[Travail demandé]
(1) Répondez brièvement, d'après l'article sur les comités d'entreprise :
(a) Combien de comités d'entreprise étaient recensés en Alsace ?
(b) Depuis quelle année la loi impose-t-elle de reverser aux CE au moins 0,2 % de la masse salariale brute annuelle ?
(c) Vers quelle usine les salariés du site de Strasbourg de Kronenbourg ont-ils été transférés ?
(2) Dans l'article sur les comités d'entreprise, reproduisez le passage qui débute aux mots « 1,9 milliard de » et se termine après les mots « chalet à Chamonix. ».

[Article]
______
Si les mauvaises langues, et les désabusés, se plaignent de son rôle économique strictement consultatif, « une consultation bien menée est utile, et pas seulement formelle, souligne Nicolas Dubost, le PDG de Format CE, une société mulhousienne de formation pour CE, implantée depuis trois ans à Paris. En France, on ne voit d’intérêt que dans le pouvoir. Or, une alliance entre capital et travail crée de la valeur ! »

Seulement voilà, dans la pratique, tout n’est pas si facile. « On reçoit souvent l’information trop tard, quand on ne peut plus remettre en cause la décision de la direction », constate Marcel James, le secrétaire du comité central d’entreprise des brasseries Kronenbourg (notre photo). On essaye alors de limiter la casse. Et d’illustrer : « Au moment de la fermeture du site de Strasbourg, notre préoccupation a été de maintenir les emplois. Nous avons réussi à transférer tous les salariés vers l’usine d’Obernai. »

1,9 milliard de francs par an

Pour mener à bien ses missions, le CE, comme n’importe quelle structure, nécessite des fonds. Il dispose de deux budgets distincts. Le premier est alloué aux activités socioculturelles. Le CE prend en charge une partie du coût des prestations proposées aux salariés. Le comité d’établissement de la succursale strasbourgeoise de Citroën met par exemple à disposition de ses 100 salariés, des billets de cinéma à 30 francs (4,57 euros), 20 francs (3,05 euros) étant préalablement réglés. Quant au comité de gestion inter établissement de Kronenbourg, il a acquis pour le personnel des trois établissements alsaciens, 17 mobile homes et un chalet à Chamonix.

Autant dire que le CE représente un puissant prescripteur de l’économie locale. Leur poids économique est à effectif égal, grosso modo le même partout en France.

En Alsace, le pouvoir d’achat des 1 391 comités d’entreprises recensés était estimé, en 2000, à 471,65 millions de francs (71,9 millions d’euros), soit en moyenne 1 % de la masse salariale brute. Comme la loi ne prévoit pour cette enveloppe, aucun minimum légal, il est à négocier avec l’employeur. Chez Kronenbourg, le résultat est plutôt exemplaire. « Nous ne l’avons pas obtenu en un jour, mais, aujourd’hui, 3,12 % de la masse salariale nous est versée pour les activités sociales. Cela équivaut à environ 11 millions de francs (1,68 million d’euros) », commente son secrétaire, Valentin Reiss.

En revanche, depuis 1982 - et nous abordons le deuxième volet budgétaire - la loi impose que soit reversé aux CE au moins 0,2 % de la masse salariale brute annuelle de l’entreprise, pour le fonctionnement, l’équipement du CE et la formation de leurs élus(2). Ce budget a été évalué l’an dernier dans notre région à 58,42 millions de francs (8,91 millions d’euros).

Se former pour être crédible

Car être membre du CE ne s’improvise pas ! Des élus titulaires le gèrent. Un secrétaire le pilote, sous mandat de ses élus. Pour jouer pleinement leur rôle d’acteur économique et d’animateur socioculturel en direction des salariés qu’ils représentent, il leur faut se familiariser avec les rouages et les missions du CE. Aujourd’hui plus que jamais, étant donné les nouveaux défis qu’ils ont à relever, le chantier des 35 heures notamment.
______
[Extrait de données]
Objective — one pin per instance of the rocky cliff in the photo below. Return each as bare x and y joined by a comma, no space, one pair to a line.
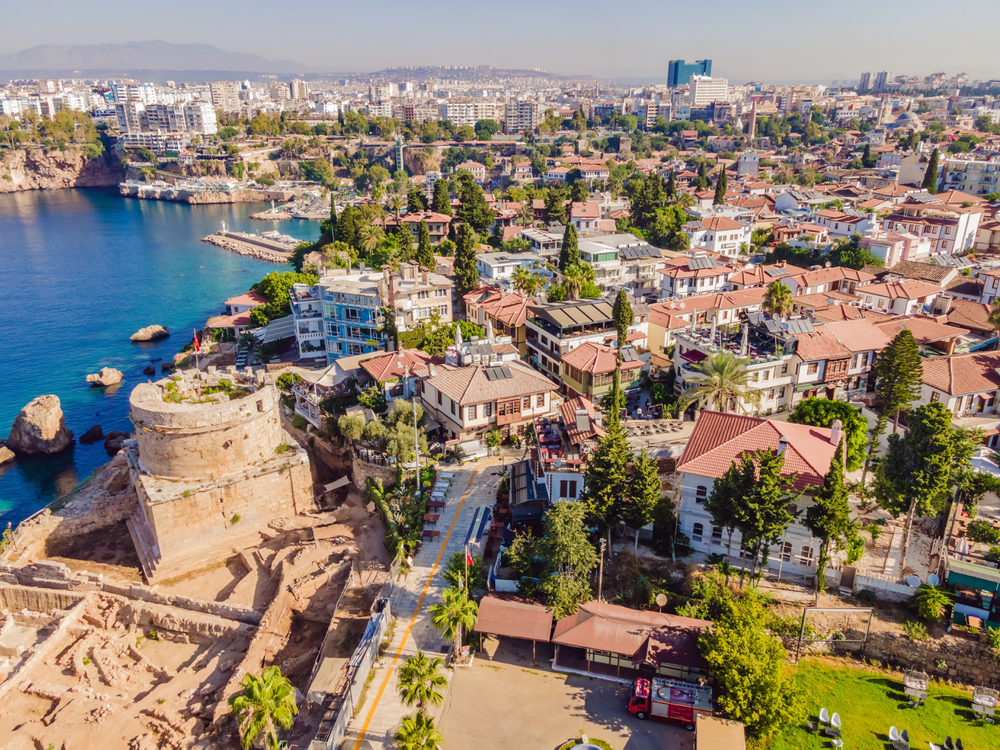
34,169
______
[Réponses rédigées]
(1)
(a) 1 391.
(b) 1982.
(c) L'usine d'Obernai.

(2)
1,9 milliard de francs par an

Pour mener à bien ses missions, le CE, comme n’importe quelle structure, nécessite des fonds. Il dispose de deux budgets distincts. Le premier est alloué aux activités socioculturelles. Le CE prend en charge une partie du coût des prestations proposées aux salariés. Le comité d’établissement de la succursale strasbourgeoise de Citroën met par exemple à disposition de ses 100 salariés, des billets de cinéma à 30 francs (4,57 euros), 20 francs (3,05 euros) étant préalablement réglés. Quant au comité de gestion inter établissement de Kronenbourg, il a acquis pour le personnel des trois établissements alsaciens, 17 mobile homes et un chalet à Chamonix.